新型コロナウイルスの感染が都市部で急速に拡大しているとして、4/7に政府は7都府県に対して非常事態宣言を発令しました。
首相の会見では「接触機会を最低7割、極力8割削減」と協力を呼びかけました。宣言の翌日は、ツイッターで「電車」をキーワードに検索してみてると駅構内を行きかう人達や満員電車の写真を目にして、なかなかに厳しい状況です。この困難のなか医療関係者をはじめ対面で働く方など、やむなく乗車している方も多数だとはおもいますが、宣言が出たからには効力を願うばかりです。
基本再生産数R0
会見の中では「(現状の)5日で2倍のペースで感染拡大が続けば、2週間後に1万人、1ヵ月後に8万人を超える」と述べています。接触機会を極力8割削減できれば、2週間後には感染者の増加がピークアウトし減少に転じさせることができるとの見解でした。8割減少の理由を、北海道大学の西浦先生がツイッターで解説しています。
【接触が8割減った社会のイメージ】
北海道大学 西浦 博より解説します。
流行前の生活・社会を機能させつつ、どのようにして接触の8割減を達成できるか、皆で考えていきましょう。#新型コロナクラスター対策ゼミ pic.twitter.com/vQatrbkiYr
— 新型コロナクラスター対策専門家 (@ClusterJapan) April 7, 2020
この中で出てくるのが基本再生産数R0です。一人が生み出す二次感染者数の平均値を示す数値です。ドイツでは2.5と現状では推定されるようです。
行動抑制を6割まで下げられると一人が生み出す二次感染者数の平均(実効再生産数)が1.0を下回り感染が抑えられるとのことです。夜の街などでの阻止が難しいことから8割が掲げられたようです。
株式投資では
株式投資では、生み出した利益を再投資することで利益が増殖します。配当のかたちで株主に還元され再投資することによる効果と、企業が内部留保した利益を設備投資などを通じて増殖する効果によります。いわゆる複利効果です。複利の循環がよい銘柄には市場からの資金も集まり株価は上昇します。
複利効果は通常、年率に換算した「利回り」で評価されます。
株式投資でよくいわれる利回りは5%です。なにげに貯金している状態に比べ相場のリスクを背負っている対価(リスクプレミアム)です。

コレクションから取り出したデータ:
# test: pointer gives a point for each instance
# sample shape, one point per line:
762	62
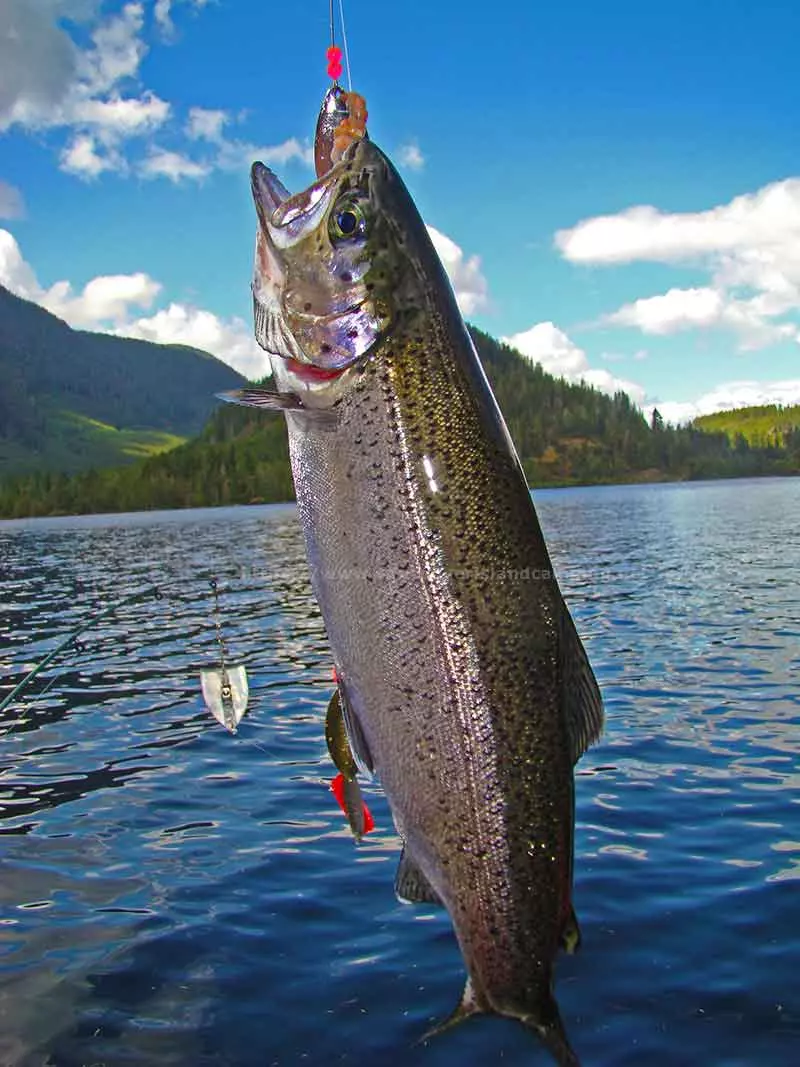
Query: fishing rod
69	639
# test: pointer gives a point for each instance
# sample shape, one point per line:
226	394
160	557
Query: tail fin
546	1023
467	1005
549	1028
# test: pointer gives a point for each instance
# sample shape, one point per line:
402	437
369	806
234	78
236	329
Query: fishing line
345	43
334	52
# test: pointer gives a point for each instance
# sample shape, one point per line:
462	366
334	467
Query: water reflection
173	894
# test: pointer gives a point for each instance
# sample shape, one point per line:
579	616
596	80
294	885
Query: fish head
332	272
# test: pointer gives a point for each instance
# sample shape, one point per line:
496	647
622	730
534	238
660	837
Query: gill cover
314	301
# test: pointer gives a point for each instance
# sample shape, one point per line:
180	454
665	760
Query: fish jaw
314	300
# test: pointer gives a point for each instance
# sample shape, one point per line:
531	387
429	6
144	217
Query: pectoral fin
336	737
345	786
266	399
349	794
571	934
411	885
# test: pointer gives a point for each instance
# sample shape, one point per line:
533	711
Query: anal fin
411	885
571	934
582	701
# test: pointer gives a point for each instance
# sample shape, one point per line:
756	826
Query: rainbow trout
462	682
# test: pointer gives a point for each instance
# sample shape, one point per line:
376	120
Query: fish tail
550	1030
467	1006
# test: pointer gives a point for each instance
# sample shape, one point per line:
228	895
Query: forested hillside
769	426
70	400
565	434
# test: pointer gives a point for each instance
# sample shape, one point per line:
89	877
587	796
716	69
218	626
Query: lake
173	894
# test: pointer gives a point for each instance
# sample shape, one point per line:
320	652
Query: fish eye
347	222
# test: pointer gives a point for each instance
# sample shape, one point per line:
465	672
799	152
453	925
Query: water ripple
172	894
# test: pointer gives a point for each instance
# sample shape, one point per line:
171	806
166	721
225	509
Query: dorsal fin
582	702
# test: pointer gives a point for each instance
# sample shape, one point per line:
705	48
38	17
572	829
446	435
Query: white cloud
410	156
81	157
117	51
50	83
15	273
94	94
230	339
468	283
105	299
703	307
162	13
206	124
108	304
676	309
234	155
161	163
545	344
122	117
12	205
37	59
750	248
739	394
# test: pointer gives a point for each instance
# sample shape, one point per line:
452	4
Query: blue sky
614	187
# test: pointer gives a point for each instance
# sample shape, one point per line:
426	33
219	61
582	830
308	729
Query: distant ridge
765	426
565	433
72	400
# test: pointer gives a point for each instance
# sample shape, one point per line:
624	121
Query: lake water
172	894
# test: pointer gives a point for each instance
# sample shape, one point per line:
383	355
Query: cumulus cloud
230	339
750	248
410	155
545	344
465	274
161	163
37	59
93	93
15	273
107	299
112	304
162	13
206	124
82	157
12	205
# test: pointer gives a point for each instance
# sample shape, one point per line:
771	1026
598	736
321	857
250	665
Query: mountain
762	427
72	400
565	434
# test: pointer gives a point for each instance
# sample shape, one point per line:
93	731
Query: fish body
465	686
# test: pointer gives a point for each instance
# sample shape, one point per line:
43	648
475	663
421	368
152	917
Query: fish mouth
286	218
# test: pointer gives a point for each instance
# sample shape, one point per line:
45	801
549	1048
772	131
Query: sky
613	188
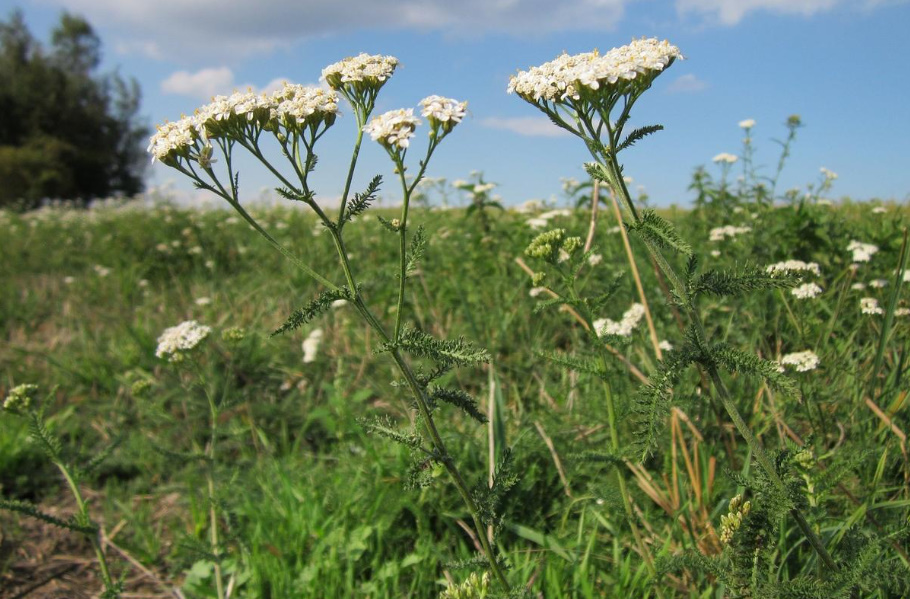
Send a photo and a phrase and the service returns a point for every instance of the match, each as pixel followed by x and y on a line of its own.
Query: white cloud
pixel 203 84
pixel 530 126
pixel 229 28
pixel 731 12
pixel 686 84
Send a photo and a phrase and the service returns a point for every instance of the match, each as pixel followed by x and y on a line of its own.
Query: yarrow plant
pixel 295 117
pixel 591 96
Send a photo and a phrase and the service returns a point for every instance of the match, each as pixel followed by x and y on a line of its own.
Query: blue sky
pixel 839 64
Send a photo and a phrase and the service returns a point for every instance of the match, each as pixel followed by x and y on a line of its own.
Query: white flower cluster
pixel 794 266
pixel 869 305
pixel 543 219
pixel 862 252
pixel 806 291
pixel 623 328
pixel 721 233
pixel 801 361
pixel 293 107
pixel 444 112
pixel 175 341
pixel 393 129
pixel 569 75
pixel 726 158
pixel 310 346
pixel 363 69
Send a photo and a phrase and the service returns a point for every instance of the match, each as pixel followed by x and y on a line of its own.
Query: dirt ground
pixel 41 561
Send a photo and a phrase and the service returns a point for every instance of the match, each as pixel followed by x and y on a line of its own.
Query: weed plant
pixel 665 497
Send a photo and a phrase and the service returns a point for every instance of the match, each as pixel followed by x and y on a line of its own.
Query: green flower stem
pixel 732 411
pixel 93 538
pixel 361 121
pixel 615 448
pixel 441 453
pixel 407 190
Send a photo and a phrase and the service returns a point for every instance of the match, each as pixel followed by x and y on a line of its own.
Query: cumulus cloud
pixel 236 27
pixel 686 84
pixel 530 126
pixel 731 12
pixel 205 83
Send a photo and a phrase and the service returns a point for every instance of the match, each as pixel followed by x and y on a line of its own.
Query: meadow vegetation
pixel 708 402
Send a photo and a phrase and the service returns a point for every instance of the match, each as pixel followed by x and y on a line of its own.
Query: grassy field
pixel 311 505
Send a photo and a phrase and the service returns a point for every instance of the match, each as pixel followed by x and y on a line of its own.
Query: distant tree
pixel 65 130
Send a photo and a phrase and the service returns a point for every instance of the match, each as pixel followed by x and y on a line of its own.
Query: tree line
pixel 66 130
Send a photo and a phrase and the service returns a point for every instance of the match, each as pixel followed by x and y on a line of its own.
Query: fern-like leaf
pixel 570 362
pixel 661 233
pixel 735 360
pixel 30 509
pixel 362 201
pixel 456 352
pixel 459 399
pixel 385 428
pixel 416 251
pixel 321 303
pixel 637 135
pixel 746 279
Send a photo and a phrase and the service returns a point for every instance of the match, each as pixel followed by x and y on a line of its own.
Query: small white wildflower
pixel 862 252
pixel 564 78
pixel 869 305
pixel 363 70
pixel 624 328
pixel 801 361
pixel 806 291
pixel 726 158
pixel 393 129
pixel 443 112
pixel 721 233
pixel 175 341
pixel 311 346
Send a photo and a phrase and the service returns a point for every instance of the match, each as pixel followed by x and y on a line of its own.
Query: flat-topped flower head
pixel 803 361
pixel 359 73
pixel 442 113
pixel 176 341
pixel 619 71
pixel 393 129
pixel 225 114
pixel 299 106
pixel 173 140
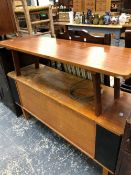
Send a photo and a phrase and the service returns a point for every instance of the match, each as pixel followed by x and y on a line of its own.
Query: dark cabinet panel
pixel 107 148
pixel 7 21
pixel 124 160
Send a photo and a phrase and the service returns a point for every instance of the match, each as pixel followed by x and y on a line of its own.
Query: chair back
pixel 128 38
pixel 84 36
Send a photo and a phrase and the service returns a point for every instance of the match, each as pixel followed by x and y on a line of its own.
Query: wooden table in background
pixel 105 29
pixel 44 93
pixel 109 60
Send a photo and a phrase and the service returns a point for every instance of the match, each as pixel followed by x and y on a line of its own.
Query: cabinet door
pixel 125 164
pixel 5 93
pixel 7 21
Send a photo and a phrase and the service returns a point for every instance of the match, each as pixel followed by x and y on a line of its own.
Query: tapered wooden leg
pixel 105 172
pixel 16 62
pixel 97 93
pixel 37 63
pixel 26 114
pixel 116 88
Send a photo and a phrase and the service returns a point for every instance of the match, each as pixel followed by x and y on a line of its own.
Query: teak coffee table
pixel 44 93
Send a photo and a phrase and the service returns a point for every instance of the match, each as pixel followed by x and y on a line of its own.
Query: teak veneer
pixel 56 85
pixel 96 58
pixel 44 93
pixel 109 60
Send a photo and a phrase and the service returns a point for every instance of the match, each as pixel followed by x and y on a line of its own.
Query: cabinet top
pixel 110 60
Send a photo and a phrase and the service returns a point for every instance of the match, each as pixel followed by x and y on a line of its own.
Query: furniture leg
pixel 37 63
pixel 16 62
pixel 26 114
pixel 105 171
pixel 117 38
pixel 116 88
pixel 97 93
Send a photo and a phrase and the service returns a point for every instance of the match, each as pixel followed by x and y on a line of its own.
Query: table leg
pixel 16 62
pixel 117 38
pixel 105 172
pixel 97 93
pixel 37 63
pixel 116 88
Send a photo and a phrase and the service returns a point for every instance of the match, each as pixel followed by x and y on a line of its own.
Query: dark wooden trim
pixel 116 88
pixel 37 63
pixel 97 93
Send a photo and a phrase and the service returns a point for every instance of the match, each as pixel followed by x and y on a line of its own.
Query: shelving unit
pixel 51 104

#### [作業項目 A]
ページ抜粋のうち、「流行前の生活・社会を機能させ」から「現状では推定されるようです。」までを一字も変えずに書き写してください。
#### [作業項目 B]
次の(i)〜(iii)がページ抜粋の内容と合っているか、それぞれ「はい」か「いいえ」で答え、判断の根拠となる箇所を原文のまま引用してください。(i) 政府は4/7に7都府県に対して非常事態宣言を発令した。(ii) ドイツの基本再生産数R0は、現状では3.0と推定されている。(iii) 株式投資でよくいわれる利回りは10%である。

#### [作業結果 A]
流行前の生活・社会を機能させつつ、どのようにして接触の8割減を達成できるか、皆で考えていきましょう。#新型コロナクラスター対策ゼミ pic.twitter.com/vQatrbkiYr
— 新型コロナクラスター対策専門家 (@ClusterJapan) April 7, 2020
この中で出てくるのが基本再生産数R0です。一人が生み出す二次感染者数の平均値を示す数値です。ドイツでは2.5と現状では推定されるようです。

#### [作業結果 B]
(i) はい。「4/7に政府は7都府県に対して非常事態宣言を発令しました」
(ii) いいえ。「ドイツでは2.5と現状では推定されるようです」
(iii) いいえ。「株式投資でよくいわれる利回りは5%です」